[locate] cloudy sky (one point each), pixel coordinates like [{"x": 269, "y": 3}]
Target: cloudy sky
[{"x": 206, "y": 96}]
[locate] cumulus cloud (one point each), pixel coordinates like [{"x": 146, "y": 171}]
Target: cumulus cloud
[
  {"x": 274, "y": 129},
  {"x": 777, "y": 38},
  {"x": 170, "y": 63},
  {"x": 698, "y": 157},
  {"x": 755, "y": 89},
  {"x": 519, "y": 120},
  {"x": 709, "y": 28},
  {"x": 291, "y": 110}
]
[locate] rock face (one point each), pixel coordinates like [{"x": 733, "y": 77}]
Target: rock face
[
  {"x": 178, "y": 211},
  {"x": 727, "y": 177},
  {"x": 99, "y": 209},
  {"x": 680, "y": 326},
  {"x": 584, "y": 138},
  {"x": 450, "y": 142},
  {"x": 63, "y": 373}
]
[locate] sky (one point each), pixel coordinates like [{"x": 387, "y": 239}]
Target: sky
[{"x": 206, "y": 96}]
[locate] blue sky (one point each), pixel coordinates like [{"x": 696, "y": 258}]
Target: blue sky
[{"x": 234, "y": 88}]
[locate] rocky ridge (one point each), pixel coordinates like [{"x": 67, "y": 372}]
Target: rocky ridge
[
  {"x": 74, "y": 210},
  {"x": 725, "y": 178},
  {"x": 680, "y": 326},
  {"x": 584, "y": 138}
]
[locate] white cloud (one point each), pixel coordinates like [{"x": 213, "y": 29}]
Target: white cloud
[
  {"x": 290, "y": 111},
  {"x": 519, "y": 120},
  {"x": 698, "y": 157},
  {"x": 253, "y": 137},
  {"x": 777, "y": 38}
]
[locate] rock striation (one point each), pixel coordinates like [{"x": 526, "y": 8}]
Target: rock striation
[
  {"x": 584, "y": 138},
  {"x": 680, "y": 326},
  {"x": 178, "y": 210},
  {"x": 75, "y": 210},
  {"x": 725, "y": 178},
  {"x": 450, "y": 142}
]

-------

PROBLEM DESCRIPTION: Print all of the lines above verbatim, with no changes to wording, spacing, or order.

RESPONSE TO THIS TASK:
[locate] cloudy sky (one point each), pixel coordinates like [{"x": 269, "y": 3}]
Target: cloudy sky
[{"x": 206, "y": 96}]
[locate] cumulus cloud (one point each), pixel coordinates like [{"x": 146, "y": 171}]
Target: cumulus cloud
[
  {"x": 274, "y": 129},
  {"x": 777, "y": 38},
  {"x": 170, "y": 63},
  {"x": 698, "y": 157},
  {"x": 755, "y": 89},
  {"x": 519, "y": 120},
  {"x": 709, "y": 28},
  {"x": 291, "y": 110}
]
[locate] rock face (one point each), pixel coordinates like [{"x": 733, "y": 77}]
Target: rock face
[
  {"x": 178, "y": 211},
  {"x": 727, "y": 177},
  {"x": 99, "y": 209},
  {"x": 680, "y": 326},
  {"x": 584, "y": 138},
  {"x": 450, "y": 142},
  {"x": 63, "y": 373}
]
[locate] sky (one point each), pixel coordinates like [{"x": 387, "y": 239}]
Target: sky
[{"x": 206, "y": 96}]
[locate] blue sky (one point each), pixel coordinates like [{"x": 696, "y": 258}]
Target: blue sky
[{"x": 234, "y": 88}]
[locate] rocky ridge (one point each), pixel coordinates like [{"x": 67, "y": 372}]
Target: rocky ridge
[
  {"x": 74, "y": 210},
  {"x": 725, "y": 178},
  {"x": 680, "y": 326},
  {"x": 584, "y": 138}
]
[locate] white cloud (one point each), pixel coordinates like [{"x": 213, "y": 29}]
Target: white cloud
[
  {"x": 290, "y": 111},
  {"x": 519, "y": 120},
  {"x": 698, "y": 157},
  {"x": 253, "y": 137},
  {"x": 777, "y": 38}
]
[locate] rock striation (one point each), pixel coordinates like [{"x": 526, "y": 8}]
Target: rock striation
[
  {"x": 584, "y": 138},
  {"x": 680, "y": 326},
  {"x": 178, "y": 210},
  {"x": 75, "y": 210},
  {"x": 725, "y": 178},
  {"x": 450, "y": 142}
]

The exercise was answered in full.